-- What the task asks --
Locate every line below that contains the string "negative", matching case, and copy each of those lines in full.

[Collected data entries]
____________
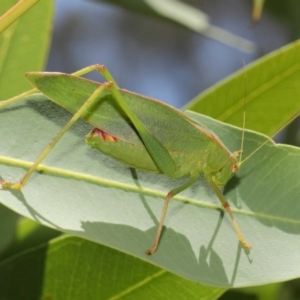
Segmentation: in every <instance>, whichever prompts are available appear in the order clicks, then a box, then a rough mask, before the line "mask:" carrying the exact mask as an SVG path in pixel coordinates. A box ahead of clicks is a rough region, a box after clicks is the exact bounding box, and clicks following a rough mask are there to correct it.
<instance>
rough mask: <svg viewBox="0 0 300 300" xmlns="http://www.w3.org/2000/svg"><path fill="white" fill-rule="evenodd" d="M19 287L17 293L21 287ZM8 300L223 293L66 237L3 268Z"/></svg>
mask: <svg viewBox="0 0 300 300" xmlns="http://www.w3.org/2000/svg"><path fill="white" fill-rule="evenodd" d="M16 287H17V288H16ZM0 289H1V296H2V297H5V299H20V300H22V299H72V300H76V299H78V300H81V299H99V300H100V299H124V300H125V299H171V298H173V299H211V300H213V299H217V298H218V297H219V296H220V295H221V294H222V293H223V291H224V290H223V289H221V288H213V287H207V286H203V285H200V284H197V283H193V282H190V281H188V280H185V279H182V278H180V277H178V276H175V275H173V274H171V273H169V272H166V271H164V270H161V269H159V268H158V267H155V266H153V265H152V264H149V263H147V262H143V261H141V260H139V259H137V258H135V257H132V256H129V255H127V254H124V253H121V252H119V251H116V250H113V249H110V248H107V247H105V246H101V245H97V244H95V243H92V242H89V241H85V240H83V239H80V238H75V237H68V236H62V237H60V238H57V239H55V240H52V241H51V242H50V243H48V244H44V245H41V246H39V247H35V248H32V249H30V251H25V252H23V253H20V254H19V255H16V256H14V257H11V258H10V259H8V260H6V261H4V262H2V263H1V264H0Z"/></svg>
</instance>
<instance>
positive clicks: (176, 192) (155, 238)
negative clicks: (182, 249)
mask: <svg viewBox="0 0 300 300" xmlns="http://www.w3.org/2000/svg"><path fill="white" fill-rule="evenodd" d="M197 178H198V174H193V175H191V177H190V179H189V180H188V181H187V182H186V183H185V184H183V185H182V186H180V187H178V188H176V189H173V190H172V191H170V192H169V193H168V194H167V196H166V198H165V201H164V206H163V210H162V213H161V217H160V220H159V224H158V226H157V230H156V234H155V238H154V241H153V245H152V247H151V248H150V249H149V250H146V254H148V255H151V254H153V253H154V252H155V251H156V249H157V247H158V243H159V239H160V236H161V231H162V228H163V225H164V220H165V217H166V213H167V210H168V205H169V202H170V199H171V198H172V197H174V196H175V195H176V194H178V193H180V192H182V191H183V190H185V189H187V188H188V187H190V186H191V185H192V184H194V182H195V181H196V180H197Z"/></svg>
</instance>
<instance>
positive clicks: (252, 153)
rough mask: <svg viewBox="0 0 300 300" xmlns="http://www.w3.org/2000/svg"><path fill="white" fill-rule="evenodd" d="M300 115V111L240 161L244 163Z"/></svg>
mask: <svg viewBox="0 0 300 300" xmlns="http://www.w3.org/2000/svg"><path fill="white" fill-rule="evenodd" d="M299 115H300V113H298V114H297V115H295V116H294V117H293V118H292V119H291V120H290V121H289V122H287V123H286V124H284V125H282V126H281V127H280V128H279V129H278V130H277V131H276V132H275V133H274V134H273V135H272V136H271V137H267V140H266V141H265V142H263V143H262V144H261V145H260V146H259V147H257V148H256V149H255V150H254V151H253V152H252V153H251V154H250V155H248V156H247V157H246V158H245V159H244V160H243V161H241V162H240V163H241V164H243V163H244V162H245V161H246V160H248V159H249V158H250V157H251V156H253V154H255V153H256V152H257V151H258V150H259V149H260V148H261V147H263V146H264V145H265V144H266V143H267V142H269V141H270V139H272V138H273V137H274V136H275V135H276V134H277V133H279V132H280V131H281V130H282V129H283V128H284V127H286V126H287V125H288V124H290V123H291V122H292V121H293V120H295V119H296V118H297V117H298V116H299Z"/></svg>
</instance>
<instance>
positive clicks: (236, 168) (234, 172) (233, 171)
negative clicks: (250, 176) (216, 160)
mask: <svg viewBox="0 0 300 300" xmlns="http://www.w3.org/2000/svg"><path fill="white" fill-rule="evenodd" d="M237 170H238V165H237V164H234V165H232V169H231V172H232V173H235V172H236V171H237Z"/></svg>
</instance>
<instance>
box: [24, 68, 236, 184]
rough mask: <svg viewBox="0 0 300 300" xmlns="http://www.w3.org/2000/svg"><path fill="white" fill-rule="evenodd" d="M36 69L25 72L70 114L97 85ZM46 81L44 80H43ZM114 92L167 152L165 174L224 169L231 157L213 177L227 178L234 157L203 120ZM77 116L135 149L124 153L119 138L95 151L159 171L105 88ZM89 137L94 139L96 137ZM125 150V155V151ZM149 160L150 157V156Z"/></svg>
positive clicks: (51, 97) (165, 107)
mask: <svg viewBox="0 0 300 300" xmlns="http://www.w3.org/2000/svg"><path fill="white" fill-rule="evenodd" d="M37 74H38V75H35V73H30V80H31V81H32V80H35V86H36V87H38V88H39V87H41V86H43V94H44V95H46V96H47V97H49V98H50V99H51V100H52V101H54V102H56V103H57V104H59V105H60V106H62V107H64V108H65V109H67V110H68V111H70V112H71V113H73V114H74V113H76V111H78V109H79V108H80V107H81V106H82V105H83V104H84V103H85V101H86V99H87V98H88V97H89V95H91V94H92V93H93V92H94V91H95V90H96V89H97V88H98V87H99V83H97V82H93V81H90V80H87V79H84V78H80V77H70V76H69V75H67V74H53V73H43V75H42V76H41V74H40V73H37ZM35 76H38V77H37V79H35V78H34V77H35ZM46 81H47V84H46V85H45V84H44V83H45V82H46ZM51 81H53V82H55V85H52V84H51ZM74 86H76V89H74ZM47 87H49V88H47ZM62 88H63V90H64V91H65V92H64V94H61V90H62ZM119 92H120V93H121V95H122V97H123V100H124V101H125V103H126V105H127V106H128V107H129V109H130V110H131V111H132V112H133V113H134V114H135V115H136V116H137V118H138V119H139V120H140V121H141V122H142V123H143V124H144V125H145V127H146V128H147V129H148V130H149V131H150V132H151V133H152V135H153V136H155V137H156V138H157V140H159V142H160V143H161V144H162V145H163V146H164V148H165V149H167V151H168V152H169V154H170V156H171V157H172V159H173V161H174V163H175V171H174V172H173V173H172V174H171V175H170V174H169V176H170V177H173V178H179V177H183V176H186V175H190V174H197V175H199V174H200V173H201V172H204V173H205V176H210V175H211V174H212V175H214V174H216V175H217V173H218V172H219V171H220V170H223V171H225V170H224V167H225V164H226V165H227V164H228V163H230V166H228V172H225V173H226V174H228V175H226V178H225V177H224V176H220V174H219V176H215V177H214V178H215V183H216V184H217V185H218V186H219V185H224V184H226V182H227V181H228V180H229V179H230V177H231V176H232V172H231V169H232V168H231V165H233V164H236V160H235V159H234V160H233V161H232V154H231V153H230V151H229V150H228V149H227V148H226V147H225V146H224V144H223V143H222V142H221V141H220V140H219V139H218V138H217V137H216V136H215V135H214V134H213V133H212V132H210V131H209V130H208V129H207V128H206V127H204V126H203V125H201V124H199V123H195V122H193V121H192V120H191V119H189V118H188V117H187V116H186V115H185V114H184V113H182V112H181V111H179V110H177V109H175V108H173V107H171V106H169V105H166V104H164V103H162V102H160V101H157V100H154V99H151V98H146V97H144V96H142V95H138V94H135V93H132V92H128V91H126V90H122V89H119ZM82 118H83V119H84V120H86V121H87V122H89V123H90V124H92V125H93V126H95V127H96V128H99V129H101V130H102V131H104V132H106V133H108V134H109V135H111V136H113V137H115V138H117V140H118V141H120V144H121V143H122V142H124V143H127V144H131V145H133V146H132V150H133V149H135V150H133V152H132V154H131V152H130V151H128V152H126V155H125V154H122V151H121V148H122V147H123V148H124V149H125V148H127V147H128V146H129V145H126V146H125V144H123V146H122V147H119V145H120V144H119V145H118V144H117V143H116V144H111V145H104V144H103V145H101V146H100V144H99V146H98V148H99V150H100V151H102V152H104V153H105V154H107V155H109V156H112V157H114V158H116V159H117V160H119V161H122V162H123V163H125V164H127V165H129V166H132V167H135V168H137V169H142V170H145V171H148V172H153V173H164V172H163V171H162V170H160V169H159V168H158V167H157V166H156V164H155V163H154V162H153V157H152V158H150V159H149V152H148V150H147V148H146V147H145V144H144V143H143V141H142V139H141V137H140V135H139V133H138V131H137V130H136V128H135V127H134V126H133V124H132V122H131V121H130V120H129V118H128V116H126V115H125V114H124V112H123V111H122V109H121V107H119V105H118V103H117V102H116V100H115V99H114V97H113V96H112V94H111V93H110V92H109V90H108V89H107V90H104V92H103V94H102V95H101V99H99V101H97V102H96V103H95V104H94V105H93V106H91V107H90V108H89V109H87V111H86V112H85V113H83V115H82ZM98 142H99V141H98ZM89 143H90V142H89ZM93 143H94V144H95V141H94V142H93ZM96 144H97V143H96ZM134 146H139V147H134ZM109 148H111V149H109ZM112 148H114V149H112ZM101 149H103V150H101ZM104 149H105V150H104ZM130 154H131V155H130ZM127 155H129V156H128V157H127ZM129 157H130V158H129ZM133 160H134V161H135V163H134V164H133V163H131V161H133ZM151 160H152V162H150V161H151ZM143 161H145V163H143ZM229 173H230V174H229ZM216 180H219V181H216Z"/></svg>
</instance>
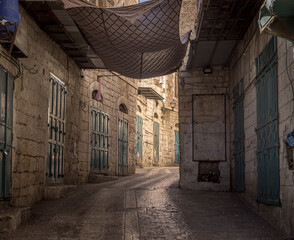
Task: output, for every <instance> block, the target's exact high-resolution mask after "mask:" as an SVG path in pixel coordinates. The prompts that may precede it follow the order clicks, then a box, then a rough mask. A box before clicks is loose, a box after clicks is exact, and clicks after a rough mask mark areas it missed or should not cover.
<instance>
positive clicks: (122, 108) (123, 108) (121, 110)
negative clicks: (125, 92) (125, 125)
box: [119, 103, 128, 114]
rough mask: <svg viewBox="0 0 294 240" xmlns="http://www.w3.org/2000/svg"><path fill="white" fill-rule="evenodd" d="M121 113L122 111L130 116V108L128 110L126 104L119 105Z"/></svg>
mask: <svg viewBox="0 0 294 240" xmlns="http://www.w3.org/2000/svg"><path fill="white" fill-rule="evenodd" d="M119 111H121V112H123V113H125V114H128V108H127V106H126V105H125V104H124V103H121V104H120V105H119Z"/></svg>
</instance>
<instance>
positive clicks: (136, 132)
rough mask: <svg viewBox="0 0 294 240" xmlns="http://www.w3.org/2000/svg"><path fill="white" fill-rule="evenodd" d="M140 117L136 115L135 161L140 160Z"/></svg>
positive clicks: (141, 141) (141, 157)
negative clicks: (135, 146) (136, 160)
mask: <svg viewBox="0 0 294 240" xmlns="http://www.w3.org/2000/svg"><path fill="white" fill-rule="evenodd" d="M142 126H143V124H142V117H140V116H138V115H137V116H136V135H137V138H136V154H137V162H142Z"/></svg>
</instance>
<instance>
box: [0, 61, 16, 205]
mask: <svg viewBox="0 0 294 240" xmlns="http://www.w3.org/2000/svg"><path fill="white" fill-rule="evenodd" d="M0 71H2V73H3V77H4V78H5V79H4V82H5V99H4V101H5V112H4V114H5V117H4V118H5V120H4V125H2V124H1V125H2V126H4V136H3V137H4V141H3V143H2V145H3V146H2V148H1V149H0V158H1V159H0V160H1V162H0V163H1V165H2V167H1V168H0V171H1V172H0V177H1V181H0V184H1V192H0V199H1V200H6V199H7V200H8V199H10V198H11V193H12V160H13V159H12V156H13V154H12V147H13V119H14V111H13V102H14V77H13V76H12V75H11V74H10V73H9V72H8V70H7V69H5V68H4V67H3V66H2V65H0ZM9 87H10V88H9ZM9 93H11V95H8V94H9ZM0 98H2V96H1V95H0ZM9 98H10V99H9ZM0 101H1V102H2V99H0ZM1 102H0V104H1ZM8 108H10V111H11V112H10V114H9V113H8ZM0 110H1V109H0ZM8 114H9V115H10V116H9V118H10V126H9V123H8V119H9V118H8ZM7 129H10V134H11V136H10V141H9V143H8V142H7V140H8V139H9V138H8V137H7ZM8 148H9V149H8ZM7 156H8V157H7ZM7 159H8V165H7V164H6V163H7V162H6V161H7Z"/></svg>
____________
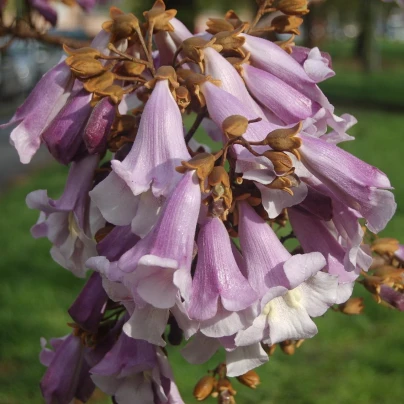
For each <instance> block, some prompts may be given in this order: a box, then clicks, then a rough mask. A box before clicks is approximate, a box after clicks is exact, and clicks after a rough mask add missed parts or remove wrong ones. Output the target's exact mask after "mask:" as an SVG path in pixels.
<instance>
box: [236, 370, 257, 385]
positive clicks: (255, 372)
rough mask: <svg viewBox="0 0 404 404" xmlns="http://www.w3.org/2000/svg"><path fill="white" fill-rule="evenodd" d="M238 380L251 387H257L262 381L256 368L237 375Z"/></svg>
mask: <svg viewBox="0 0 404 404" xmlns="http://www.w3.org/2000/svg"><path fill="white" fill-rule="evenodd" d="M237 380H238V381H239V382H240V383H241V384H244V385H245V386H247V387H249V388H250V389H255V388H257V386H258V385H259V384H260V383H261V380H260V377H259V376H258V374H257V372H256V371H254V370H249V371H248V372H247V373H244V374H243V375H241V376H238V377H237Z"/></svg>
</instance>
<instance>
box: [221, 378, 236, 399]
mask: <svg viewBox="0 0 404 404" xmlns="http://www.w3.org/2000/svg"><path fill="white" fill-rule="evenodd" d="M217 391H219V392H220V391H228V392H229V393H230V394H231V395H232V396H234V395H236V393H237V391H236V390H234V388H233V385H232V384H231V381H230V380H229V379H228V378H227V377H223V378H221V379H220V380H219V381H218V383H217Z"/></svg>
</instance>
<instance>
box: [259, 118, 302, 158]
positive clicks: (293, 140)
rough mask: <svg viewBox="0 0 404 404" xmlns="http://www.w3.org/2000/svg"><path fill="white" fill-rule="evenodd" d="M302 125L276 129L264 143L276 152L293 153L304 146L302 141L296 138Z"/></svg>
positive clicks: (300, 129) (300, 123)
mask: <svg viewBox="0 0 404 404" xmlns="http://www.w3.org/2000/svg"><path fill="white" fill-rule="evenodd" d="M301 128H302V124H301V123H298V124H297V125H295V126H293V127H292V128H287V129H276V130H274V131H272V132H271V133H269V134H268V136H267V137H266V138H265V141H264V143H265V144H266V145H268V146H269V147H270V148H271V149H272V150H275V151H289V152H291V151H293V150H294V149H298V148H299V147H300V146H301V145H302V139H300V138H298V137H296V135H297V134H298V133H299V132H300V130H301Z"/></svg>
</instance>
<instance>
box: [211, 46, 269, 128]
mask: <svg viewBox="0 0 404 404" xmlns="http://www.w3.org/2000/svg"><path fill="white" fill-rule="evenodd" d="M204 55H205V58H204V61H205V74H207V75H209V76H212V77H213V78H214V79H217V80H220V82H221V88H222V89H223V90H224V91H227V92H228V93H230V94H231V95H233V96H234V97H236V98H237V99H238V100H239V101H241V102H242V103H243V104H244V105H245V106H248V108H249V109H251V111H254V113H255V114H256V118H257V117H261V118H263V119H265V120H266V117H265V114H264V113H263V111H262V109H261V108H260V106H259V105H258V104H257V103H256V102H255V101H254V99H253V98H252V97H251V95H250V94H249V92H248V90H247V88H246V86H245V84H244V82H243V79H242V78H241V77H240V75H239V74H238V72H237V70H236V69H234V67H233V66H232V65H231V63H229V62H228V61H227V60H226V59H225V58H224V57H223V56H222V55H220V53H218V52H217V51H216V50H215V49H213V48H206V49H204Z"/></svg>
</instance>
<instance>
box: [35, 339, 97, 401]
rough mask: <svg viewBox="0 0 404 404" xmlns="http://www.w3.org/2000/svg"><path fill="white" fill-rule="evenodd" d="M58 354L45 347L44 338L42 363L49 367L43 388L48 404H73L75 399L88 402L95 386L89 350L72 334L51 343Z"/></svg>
____________
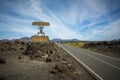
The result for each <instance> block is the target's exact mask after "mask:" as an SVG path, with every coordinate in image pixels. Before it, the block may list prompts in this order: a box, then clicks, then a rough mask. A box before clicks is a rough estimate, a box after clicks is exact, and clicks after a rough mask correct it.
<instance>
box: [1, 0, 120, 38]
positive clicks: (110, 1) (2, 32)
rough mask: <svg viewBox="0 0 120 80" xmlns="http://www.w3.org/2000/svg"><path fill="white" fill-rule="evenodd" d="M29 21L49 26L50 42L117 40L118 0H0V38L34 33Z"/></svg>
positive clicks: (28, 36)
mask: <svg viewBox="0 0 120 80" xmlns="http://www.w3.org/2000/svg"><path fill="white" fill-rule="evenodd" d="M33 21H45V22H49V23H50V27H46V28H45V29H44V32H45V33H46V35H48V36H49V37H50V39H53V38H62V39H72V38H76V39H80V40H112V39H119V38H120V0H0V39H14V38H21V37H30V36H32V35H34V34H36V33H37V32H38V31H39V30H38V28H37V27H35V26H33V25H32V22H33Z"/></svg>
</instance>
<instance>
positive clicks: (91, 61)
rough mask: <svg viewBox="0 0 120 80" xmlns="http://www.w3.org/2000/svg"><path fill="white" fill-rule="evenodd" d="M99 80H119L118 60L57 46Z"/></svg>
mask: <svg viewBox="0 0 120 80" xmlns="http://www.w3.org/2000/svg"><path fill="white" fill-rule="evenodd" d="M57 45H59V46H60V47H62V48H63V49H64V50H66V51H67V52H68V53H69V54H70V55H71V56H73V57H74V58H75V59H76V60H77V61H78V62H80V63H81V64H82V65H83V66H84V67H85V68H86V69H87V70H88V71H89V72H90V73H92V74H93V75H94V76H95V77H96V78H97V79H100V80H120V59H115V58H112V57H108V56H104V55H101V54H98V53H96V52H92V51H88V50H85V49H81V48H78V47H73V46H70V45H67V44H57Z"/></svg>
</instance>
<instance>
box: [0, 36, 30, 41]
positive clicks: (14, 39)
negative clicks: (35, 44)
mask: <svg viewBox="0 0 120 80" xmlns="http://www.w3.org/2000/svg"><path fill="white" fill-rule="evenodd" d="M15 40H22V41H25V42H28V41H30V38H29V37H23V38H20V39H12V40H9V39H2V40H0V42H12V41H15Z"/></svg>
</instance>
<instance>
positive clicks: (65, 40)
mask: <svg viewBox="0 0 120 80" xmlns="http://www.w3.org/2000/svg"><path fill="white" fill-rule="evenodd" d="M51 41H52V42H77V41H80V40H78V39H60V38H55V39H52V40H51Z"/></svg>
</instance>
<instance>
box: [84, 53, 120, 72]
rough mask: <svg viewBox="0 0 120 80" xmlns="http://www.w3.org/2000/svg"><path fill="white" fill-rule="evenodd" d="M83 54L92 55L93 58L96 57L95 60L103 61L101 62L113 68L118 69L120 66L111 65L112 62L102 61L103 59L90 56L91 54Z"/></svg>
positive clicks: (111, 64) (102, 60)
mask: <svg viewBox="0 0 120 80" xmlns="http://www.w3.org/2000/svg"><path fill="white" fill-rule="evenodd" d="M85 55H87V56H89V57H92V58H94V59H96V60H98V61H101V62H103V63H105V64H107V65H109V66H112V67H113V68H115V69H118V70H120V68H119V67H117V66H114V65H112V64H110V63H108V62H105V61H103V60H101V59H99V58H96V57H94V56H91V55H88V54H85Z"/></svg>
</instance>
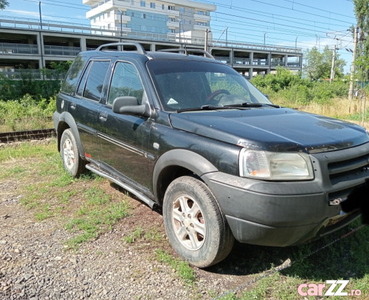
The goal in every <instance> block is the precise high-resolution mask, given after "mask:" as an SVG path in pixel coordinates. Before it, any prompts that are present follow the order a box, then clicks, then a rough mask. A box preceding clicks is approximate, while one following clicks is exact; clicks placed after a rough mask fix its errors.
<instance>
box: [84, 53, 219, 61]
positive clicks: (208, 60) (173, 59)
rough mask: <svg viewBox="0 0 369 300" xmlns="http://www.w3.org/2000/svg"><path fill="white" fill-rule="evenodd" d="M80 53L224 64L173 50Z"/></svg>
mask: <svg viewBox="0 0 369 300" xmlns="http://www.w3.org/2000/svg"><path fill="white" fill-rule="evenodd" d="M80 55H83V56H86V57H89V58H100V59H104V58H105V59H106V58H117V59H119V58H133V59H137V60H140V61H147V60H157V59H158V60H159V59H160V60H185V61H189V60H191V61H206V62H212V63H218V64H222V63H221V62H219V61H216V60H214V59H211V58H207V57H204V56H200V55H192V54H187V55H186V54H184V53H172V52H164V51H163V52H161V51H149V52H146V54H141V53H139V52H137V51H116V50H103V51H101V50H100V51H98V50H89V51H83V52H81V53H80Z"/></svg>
____________
-- Solution --
negative clicks: (182, 249)
negative clicks: (250, 176) (216, 160)
negative clicks: (125, 92) (125, 125)
negative clicks: (135, 146) (136, 160)
negative clicks: (35, 44)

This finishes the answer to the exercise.